+++ Records for the task
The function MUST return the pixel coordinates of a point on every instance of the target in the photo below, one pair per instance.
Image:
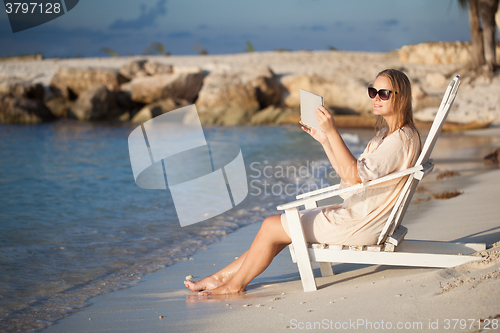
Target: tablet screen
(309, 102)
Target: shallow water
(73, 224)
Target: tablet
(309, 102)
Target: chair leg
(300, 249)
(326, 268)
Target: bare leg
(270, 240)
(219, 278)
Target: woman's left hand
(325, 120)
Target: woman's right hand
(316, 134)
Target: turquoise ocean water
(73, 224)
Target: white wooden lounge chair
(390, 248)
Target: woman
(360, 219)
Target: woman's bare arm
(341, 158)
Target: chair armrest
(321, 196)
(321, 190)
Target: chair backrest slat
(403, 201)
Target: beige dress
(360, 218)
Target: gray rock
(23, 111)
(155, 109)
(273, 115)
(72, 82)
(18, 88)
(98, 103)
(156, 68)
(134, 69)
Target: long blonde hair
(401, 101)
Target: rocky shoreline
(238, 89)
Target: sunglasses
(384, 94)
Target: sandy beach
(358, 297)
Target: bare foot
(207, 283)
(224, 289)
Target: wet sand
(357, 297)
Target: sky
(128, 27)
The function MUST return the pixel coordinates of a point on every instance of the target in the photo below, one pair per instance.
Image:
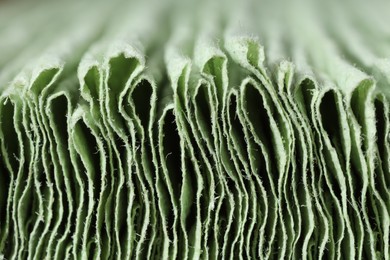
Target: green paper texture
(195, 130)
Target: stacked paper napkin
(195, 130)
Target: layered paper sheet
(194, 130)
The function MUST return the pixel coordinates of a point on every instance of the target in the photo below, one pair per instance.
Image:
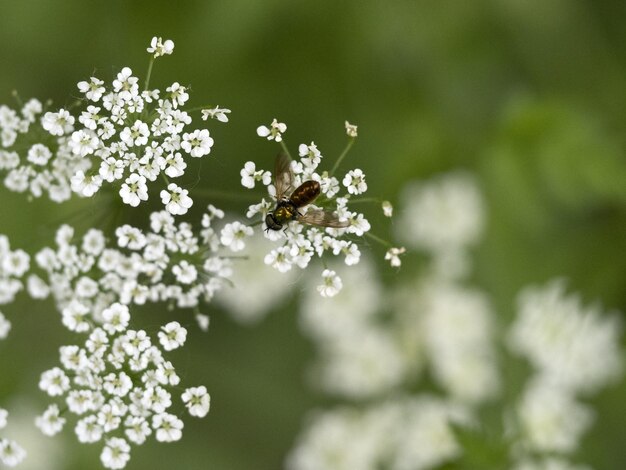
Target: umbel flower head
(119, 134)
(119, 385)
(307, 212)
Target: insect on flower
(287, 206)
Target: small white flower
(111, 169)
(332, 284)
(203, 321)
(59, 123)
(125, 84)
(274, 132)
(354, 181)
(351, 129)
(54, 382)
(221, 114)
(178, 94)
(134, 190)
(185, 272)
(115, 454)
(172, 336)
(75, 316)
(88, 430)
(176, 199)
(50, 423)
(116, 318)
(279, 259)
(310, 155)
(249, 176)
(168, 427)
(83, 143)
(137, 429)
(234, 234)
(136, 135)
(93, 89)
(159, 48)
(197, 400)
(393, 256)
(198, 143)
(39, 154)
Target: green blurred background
++++++
+++ Records for the task
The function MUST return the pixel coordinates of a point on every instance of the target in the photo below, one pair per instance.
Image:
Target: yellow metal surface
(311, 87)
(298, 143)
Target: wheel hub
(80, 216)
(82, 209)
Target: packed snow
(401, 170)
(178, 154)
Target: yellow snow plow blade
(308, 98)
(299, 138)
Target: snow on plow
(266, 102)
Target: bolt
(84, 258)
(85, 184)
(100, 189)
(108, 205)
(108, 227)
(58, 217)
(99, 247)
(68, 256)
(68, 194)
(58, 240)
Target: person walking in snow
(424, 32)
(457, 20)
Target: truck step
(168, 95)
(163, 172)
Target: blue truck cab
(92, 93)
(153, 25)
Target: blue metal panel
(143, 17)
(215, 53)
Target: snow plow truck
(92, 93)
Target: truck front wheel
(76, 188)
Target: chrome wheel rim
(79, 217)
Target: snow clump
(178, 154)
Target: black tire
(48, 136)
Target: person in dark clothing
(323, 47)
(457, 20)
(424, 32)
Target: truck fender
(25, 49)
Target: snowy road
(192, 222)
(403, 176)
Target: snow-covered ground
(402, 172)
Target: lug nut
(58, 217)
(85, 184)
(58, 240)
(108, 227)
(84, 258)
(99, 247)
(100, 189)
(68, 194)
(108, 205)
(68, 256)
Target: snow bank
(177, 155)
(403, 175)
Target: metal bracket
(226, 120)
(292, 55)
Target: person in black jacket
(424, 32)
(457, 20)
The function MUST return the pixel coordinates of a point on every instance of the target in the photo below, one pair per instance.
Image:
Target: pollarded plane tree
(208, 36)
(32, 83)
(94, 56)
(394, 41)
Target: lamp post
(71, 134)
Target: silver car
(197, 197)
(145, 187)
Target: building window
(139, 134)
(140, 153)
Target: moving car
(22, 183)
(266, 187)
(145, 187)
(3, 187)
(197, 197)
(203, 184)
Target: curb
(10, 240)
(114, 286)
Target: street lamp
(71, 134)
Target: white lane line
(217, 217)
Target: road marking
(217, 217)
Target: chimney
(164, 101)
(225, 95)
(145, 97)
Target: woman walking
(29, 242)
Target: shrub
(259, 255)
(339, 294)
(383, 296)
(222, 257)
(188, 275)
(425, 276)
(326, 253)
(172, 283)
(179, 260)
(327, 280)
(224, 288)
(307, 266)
++++++
+++ Records for the task
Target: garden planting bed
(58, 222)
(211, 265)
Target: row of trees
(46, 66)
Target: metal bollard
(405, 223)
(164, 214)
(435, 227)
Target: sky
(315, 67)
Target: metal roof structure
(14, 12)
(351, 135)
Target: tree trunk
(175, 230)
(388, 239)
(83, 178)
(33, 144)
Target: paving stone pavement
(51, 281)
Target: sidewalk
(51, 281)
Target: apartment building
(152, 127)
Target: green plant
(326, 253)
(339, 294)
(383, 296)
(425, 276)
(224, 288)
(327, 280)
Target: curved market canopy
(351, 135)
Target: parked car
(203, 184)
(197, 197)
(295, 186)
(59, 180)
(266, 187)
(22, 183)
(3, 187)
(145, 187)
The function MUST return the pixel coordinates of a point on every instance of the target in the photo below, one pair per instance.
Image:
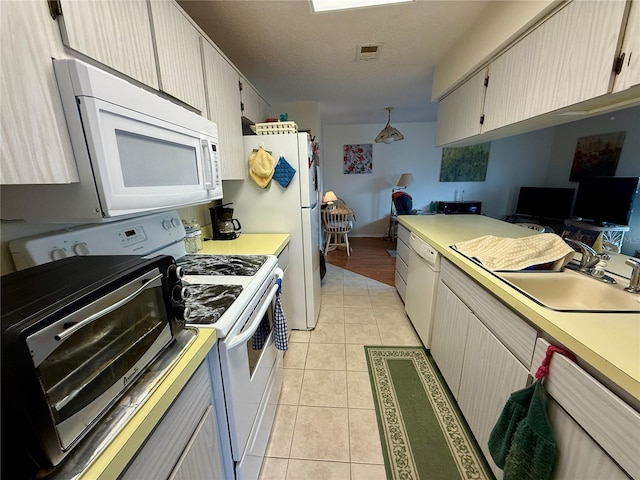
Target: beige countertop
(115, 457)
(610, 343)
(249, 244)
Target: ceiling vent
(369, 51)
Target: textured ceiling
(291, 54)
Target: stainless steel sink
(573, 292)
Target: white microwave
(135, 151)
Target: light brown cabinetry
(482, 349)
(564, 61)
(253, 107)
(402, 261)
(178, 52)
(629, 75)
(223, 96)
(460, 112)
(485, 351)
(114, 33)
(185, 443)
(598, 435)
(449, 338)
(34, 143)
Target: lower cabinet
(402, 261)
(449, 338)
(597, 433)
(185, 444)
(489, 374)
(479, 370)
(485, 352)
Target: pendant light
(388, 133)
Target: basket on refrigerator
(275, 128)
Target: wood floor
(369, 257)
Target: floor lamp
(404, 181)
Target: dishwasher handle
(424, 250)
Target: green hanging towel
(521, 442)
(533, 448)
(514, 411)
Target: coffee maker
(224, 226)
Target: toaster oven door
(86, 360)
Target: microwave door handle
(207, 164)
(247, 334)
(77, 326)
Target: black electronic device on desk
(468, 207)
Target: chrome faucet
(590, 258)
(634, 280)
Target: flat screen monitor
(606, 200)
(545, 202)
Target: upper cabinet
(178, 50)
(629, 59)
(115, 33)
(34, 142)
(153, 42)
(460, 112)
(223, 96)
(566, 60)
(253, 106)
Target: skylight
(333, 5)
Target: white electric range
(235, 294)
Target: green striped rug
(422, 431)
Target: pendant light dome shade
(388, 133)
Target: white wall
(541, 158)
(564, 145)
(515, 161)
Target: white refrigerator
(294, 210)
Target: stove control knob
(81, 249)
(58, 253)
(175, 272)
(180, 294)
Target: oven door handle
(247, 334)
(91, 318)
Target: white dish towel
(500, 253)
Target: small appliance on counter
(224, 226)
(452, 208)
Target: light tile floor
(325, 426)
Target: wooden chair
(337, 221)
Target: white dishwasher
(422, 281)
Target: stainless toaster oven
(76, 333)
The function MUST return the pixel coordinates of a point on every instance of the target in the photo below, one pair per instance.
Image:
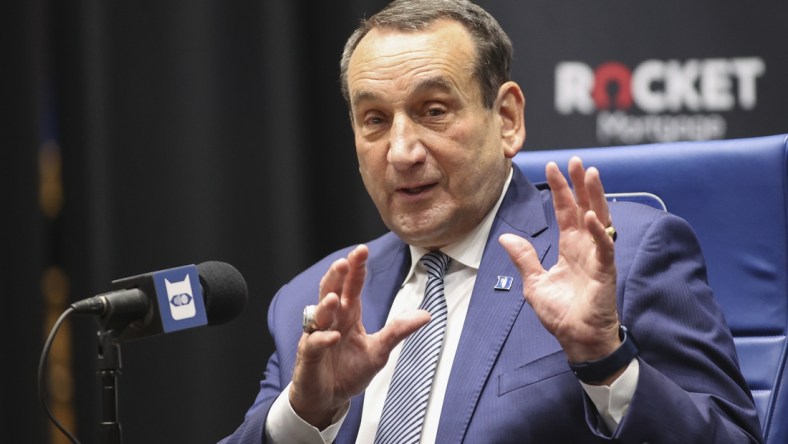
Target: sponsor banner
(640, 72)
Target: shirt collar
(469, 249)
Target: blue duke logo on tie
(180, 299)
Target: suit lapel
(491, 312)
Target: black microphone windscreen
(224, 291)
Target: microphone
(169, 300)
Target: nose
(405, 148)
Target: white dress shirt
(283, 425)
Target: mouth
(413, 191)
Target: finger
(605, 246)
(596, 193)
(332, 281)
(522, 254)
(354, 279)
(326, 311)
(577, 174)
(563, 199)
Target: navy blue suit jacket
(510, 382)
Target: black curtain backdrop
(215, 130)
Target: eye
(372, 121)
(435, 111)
++++++
Task
Respond with the exact lines above running from the one containing "Target: long blonde hair" to the one containing "Target: green blurred background", both ends kept and no pictures included.

Result
Target: long blonde hair
(401, 101)
Target: rocky shoreline
(238, 89)
Target: sunglasses
(384, 94)
Target: sandy beach
(358, 297)
Target: bare foot
(207, 283)
(224, 289)
Target: wet sand
(357, 297)
Target: sky
(128, 27)
The function MUST return the pixel coordinates of a point on every instance of the target in the photo below, one pair per instance.
Image:
Target: green paper texture
(195, 130)
Target: stacked paper napkin
(195, 130)
Target: layered paper sheet
(194, 130)
The function MUST return the pixel coordinates of a point on every instance of the target in the photo below, one pair per instance.
Image:
Target: umbel flower head
(119, 134)
(119, 385)
(307, 212)
Target: insect on flower
(287, 206)
Target: small white flower
(111, 169)
(332, 284)
(203, 321)
(59, 123)
(125, 84)
(274, 132)
(354, 181)
(351, 129)
(54, 382)
(221, 114)
(178, 94)
(134, 190)
(185, 272)
(115, 454)
(172, 336)
(75, 316)
(88, 430)
(176, 199)
(50, 423)
(116, 318)
(279, 259)
(310, 155)
(249, 176)
(168, 427)
(83, 143)
(137, 429)
(234, 234)
(136, 135)
(93, 89)
(159, 48)
(197, 400)
(393, 256)
(198, 143)
(39, 154)
Target: green blurred background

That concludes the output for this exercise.